------ TEXTE EXTRAIT

Côté "on ne s'en rend pas compte", c'est un aspect de la sociologie en effet, prôné par Bourdieu entre autres, qui dit qu'on fait partie d'un système depuis notre enfance, qu'on grandit avec des privilèges ou pas et qu'on fait avec, sans se rendre compte qu'on reproduit le système. C'est une façon de voir. Heureusement, ce n'est pas la seule: d'autres disent au contraire qu'on a beaucoup plus de pouvoir sur notre monde que ces déterminismes.
Je me situe entre les deux. Il y a bel et bien des choses que l'on reproduit sans trop les questionner, inconscients qu'on transmet une injustice. Et pour d'autres, on sait très bien ce que l'on fait et on décide de continuer pareil!
Comme toi, je ne savais pas trop quoi penser avec la règle du masculin jusqu'à deux événements: un prof qui raconte cette énigme en classe (http://nomadesse.blogspot.ca/2012/11/les-secrets-dune-langue.html) et découvrir d'où vient la règle que le masculin l'emporte (avant, on utilisait plutôt la "règle de proximité"):
"La règle de proximité consiste à accorder le genre et le nombre de l'adjectif avec celui du plus proche des noms qu'il qualifie, et le verbe avec le plus proche de ses sujets. Cette règle a pu s'appliquer jusqu'au XVIIe siècle. Pour justifier la primauté du masculin, l'abbé Bouhours déclare en 1675 que « lorsque les deux genres se rencontrent, il faut que le plus noble l'emporte » ; étant entendu que, comme l'explique le grammairien Beauzée en 1767, « le genre masculin est réputé plus noble que le féminin à cause de la supériorité du mâle sur la femelle. » L'accord actuel pour lequel le genre non marqué (semblable au masculin) prévaut, a donc pu être considéré comme une marque de domination masculine."
Alors, si on ne veut pas mettre "auteurs et autrices" partout, on pourrait au moins faire de petits accommodements faciles, comme revenir à cette règle de proximité (qui se fait déjà à l'oral en plus: mais c'est une faute!):
https://fr.wikipedia.org/wiki/R%C3%A8gle_de_proximit%C3%A9
Bref, sans vouloir le politically-correct, le fait qu'on questionne la langue, cette sacro-sainte institution pleine d'histoire et de biais, c'est bon signe à mon avis. ;)
@Marine : Sans mêler l'Académie française et ses arguments de pureté fouaireux dans le débat, je n'aurais pas de problème pour qu'on applique aux gens la même règle que tu as démontré pour les objets, parce que, justement, elle est simple. Et autrice m'écorche les oreilles parce que j'ai grandi avec "auteure". Et avec "mairesse" d'ailleurs. Sur ce débat-là, la France et le Québec n'en sont pas au même point.

------------
------ ENTRÉES FOURNIES

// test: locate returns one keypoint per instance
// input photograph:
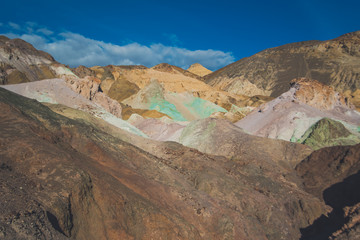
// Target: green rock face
(327, 132)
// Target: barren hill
(333, 62)
(199, 70)
(20, 62)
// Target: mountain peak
(199, 69)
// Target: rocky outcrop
(199, 70)
(290, 115)
(89, 88)
(20, 62)
(82, 71)
(333, 63)
(333, 174)
(318, 95)
(165, 67)
(327, 133)
(96, 186)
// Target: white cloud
(74, 49)
(45, 31)
(14, 26)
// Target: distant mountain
(199, 70)
(333, 62)
(291, 114)
(20, 62)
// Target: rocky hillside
(75, 180)
(333, 62)
(333, 174)
(291, 114)
(20, 62)
(199, 70)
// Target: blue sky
(214, 33)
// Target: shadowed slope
(333, 62)
(96, 186)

------------

- [PROBLÈMES À RÉSOUDRE]:
1. Pouvez-vous recopier les enregistrements sur le passage qui va de la ligne contenant « Target: rocky outcrop » jusqu'à la fin des enregistrements, en changeant « Target » en « Cible » sans rien modifier d'autre ?
2. Pouvez-vous poursuivre le texte sur l'accord au masculin et la règle de proximité à partir de l'endroit où il s'arrête ?

- [RÉPONSES ATTENDUES]:
1.
// Cible: rocky outcrop
(199, 70)
(290, 115)
(89, 88)
(20, 62)
(82, 71)
(333, 63)
(333, 174)
(318, 95)
(165, 67)
(327, 133)
(96, 186)
// Cible: white cloud
(74, 49)
(45, 31)
(14, 26)
// Cible: distant mountain
(199, 70)
(333, 62)
(291, 114)
(20, 62)
// Cible: rocky hillside
(75, 180)
(333, 62)
(333, 174)
(291, 114)
(20, 62)
(199, 70)
// Cible: blue sky
(214, 33)
// Cible: shadowed slope
(333, 62)
(96, 186)

2.
@Nomadesse : Évoquer des difficultés pour éviter de changer un truc ayant un impact concret sur une société entière, je trouve ça lâche.
Cependant, la communication n'est pas un système érigé de toute pièce. C'est un acte naturel et un besoin pour l'individu (je t'apprends rien ici), qu'il pratique le plus souvent sans y penser. Rendre la communication difficile est donc, selon moi, un problème fondamental pouvant entraîner de plus grosses difficultés que le risque politique qu'il y a à foutre à terre le système de santé pour le rebâtir enfin de manière raisonnée.
Cela étant dit, ce que je questionne ici, c'est "y aurait-il une alternative simple qui rendrait tout le monde de bonne humeur et nous éviterait les syntaxes pointées et autres parenthèses peu lisibles"?
Je ne connaissais pas la règle de proximité (enfin, pas en français, mais je crois l'avoir vu en latin médiéval), mais voilà, elle me semble résoudre le problème. Allez, on appelle l'OQLF et c'est réglé! En plus, elle est déjà entrée dans l'usage par l'oralité, comme tu le soulignes, alors on arrête de dire aux gens que c'est une faute et l'adoption sera hyper rapide!
Pour ce qui est de la fameuse "énigme de la langue", je me souviens que la solution m'était apparue clairement la première fois que je l'ai lue (probablement parce que j'ai grandi avec l'idée qu'une femme pouvait occuper n'importe quel métier). Puis je m'étais dit que l'auteur du texte devait être Français, parce qu'un Québécois aurait dit "la médecin" ou "la docteure" pour éviter la confusion. On s'entend : aucune langue n'est claire à 100% et si on veut la brouiller pour induire le lecteur en erreur, il y a moyen de le faire.
(Un superbe exemple : http://ici.radio-canada.ca/nouvelle/627344/peril-demeure-genevieve-jannelle-prix-nouvelle)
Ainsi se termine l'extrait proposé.